====== Data provided

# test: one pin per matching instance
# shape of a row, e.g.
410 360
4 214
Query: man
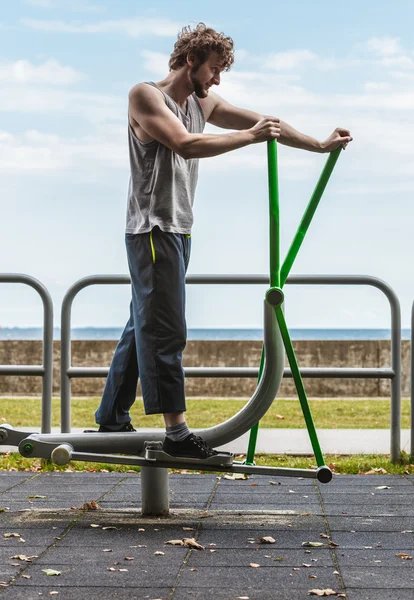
166 139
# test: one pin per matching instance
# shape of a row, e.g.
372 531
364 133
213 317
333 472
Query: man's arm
147 108
225 115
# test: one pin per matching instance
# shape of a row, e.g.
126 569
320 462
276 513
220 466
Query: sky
66 67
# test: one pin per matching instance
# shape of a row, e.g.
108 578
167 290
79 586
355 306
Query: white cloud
156 62
37 152
377 86
71 5
94 108
133 27
384 46
402 62
286 61
51 72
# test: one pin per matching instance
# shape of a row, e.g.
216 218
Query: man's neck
177 86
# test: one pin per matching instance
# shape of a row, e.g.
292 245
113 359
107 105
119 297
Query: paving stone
374 557
17 592
232 593
377 577
32 537
360 540
359 481
265 555
366 500
95 555
230 538
372 523
374 510
235 507
239 511
266 499
263 577
377 594
303 522
83 576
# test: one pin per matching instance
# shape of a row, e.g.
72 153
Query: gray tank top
162 183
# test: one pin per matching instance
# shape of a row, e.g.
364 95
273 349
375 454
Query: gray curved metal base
130 448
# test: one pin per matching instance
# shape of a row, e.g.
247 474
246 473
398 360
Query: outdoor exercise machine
145 449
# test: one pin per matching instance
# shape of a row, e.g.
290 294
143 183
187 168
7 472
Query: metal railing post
46 370
412 382
65 340
393 373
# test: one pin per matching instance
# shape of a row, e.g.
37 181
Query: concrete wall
224 353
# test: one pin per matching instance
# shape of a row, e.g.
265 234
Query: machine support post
154 492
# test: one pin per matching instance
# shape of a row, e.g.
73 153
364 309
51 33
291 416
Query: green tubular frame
278 276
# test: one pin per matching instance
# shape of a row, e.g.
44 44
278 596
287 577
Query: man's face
205 75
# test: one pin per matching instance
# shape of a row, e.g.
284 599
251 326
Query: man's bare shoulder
209 103
143 90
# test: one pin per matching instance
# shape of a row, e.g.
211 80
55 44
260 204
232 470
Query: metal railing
412 382
45 371
393 373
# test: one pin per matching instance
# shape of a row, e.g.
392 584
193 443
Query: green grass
349 465
327 414
330 413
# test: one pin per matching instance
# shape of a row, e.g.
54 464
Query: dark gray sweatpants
154 338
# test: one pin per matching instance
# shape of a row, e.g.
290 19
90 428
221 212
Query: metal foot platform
223 459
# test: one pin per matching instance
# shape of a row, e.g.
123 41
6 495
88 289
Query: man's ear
191 59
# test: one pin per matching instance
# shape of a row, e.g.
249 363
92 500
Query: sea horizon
114 333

============

◆ What is being asked
Every entry above should be restated word for word, with the images left out.

◆ Exercise solution
# test: one pin per matching instance
# shape of a row, e.g.
410 360
4 214
Query: man
166 139
# test: one pin per matching instance
# shape of a row, e.g.
372 531
364 133
213 317
333 472
Query: man's arm
147 108
225 115
# test: one pin per matching instance
# shape of a row, e.g.
126 569
320 462
276 513
220 466
Query: sky
66 67
# test: one pin per matching instance
# shape of a row, e.g.
108 578
167 290
79 586
355 306
Query: white cloud
156 62
37 152
377 86
71 5
94 108
133 27
384 46
402 62
286 61
51 72
# test: one pin per matching instance
# shape of a row, e.g.
216 218
Query: man's neck
177 86
# test: one pin per matching instance
# shape of a row, e.g.
292 245
113 359
107 105
119 297
Query: paving stone
374 557
17 592
232 593
377 577
32 537
360 540
359 481
265 555
366 500
95 555
230 538
372 523
374 510
235 507
239 511
266 499
263 577
377 594
303 522
83 576
# test: one pin per matching instance
# shape of a row, e.g.
72 153
Query: gray tank top
162 183
# test: one pin per matching instance
# shape of a row, e.g.
364 95
273 349
375 454
Query: gray curved metal base
130 448
# test: one pin per matching instance
# shape of a row, e.g.
247 474
246 473
398 360
Query: outdoor exercise machine
145 449
# test: one pin per matching instance
# shape of a row, e.g.
290 294
143 183
187 168
7 472
Query: metal railing post
46 370
412 382
65 340
393 373
# test: one pin per matching instance
# shape of a row, e.g.
37 181
Query: concrete wall
224 353
# test: one pin per matching instance
# shape of a row, e.g.
265 234
Query: machine support post
154 492
# test: one pin per matching instance
# shape of a row, e.g.
73 153
364 309
51 33
291 416
Query: green tubular frame
278 276
# test: one pin per matching instance
# shape of a row, e.g.
44 44
278 596
287 577
Query: man's face
205 75
# test: one pin per matching instance
# shape of a row, e.g.
284 599
251 326
Query: man's bare shoulder
209 103
143 90
# test: one pin per matching instance
# shape of a row, e.g.
211 80
55 44
260 204
232 470
Query: metal railing
412 382
45 371
393 373
# test: one pin per matching instance
# shape of a row, e.g.
392 584
193 443
Query: green grass
349 465
327 414
330 413
# test: one pin per matching instance
# shape of a row, e.g.
54 464
Query: dark gray sweatpants
154 338
# test: one pin per matching instance
# shape of a row, e.g.
290 19
90 428
221 212
Query: metal foot platform
223 459
# test: one pin per matching instance
# shape of a row, e.g.
123 41
6 495
88 289
Query: man's ear
191 59
# test: one pin per matching instance
# shape of a row, e.g.
249 363
92 500
Query: sea horizon
114 333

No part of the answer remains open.